— begin Given data —
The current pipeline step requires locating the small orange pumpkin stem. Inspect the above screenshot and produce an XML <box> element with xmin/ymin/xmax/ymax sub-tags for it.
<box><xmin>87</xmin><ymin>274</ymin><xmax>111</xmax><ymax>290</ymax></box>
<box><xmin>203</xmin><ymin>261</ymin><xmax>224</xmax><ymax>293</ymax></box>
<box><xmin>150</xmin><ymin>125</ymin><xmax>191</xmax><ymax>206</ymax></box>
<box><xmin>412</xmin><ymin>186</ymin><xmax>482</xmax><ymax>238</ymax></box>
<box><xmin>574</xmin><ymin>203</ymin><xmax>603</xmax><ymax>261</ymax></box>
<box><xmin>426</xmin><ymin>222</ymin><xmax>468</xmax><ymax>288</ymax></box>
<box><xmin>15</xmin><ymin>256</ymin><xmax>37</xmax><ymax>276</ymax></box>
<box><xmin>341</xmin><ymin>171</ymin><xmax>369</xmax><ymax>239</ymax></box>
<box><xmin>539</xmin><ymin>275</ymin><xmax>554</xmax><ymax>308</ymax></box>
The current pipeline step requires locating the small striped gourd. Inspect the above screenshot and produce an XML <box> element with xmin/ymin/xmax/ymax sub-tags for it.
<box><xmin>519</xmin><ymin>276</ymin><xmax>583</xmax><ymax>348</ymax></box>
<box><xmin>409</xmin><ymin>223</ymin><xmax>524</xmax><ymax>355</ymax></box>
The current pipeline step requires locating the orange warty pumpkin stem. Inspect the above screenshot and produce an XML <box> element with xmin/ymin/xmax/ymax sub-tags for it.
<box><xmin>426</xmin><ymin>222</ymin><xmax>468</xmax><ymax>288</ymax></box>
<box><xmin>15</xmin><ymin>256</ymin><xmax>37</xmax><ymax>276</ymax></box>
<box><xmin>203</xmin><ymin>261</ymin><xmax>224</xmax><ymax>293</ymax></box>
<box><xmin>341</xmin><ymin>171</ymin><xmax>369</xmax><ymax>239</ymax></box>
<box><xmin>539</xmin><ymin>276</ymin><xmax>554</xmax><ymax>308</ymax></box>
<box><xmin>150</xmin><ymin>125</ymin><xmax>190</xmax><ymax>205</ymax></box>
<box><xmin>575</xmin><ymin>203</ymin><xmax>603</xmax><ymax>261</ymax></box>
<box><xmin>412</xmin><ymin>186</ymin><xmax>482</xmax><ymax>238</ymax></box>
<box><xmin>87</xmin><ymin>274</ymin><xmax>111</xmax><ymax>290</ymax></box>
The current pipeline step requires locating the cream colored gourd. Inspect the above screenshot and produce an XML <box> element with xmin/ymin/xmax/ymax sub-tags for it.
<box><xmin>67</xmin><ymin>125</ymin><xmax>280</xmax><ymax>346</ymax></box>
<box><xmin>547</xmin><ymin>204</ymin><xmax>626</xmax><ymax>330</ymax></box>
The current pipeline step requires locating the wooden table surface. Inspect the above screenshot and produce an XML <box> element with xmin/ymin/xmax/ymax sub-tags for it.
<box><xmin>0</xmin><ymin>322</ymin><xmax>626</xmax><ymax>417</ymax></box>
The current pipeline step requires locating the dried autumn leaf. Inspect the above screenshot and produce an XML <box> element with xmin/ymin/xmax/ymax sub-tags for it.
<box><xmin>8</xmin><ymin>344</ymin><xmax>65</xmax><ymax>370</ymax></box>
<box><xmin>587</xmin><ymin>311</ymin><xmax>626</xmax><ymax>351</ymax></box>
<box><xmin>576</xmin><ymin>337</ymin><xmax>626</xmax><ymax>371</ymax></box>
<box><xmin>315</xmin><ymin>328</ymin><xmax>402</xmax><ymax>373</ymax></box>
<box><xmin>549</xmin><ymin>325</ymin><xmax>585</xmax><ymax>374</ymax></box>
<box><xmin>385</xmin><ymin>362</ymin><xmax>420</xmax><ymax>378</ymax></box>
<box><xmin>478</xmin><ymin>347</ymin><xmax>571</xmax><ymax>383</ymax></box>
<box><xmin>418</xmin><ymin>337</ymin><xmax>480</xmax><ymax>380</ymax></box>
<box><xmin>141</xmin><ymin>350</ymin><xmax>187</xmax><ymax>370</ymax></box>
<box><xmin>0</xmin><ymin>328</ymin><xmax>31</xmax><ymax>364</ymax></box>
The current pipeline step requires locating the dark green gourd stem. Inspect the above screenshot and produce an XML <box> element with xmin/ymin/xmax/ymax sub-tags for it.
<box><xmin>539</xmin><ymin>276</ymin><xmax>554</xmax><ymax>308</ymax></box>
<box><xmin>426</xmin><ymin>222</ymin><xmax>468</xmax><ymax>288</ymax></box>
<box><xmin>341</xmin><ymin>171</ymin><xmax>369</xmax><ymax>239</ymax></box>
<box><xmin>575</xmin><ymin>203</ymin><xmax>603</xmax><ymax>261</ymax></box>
— end Given data —
- **Directions**: Pull out every line of the items above that contains the word "small".

- **Answer for the task**:
The current pipeline step requires locating the small orange pumpkin stem. Inspect the above screenshot and produce an XML <box> element with xmin/ymin/xmax/ymax sub-tags for it.
The current pipeline step requires locating the small striped gourd. Inspect the above screenshot and produce an XML <box> element with xmin/ymin/xmax/ymax sub-tags for it.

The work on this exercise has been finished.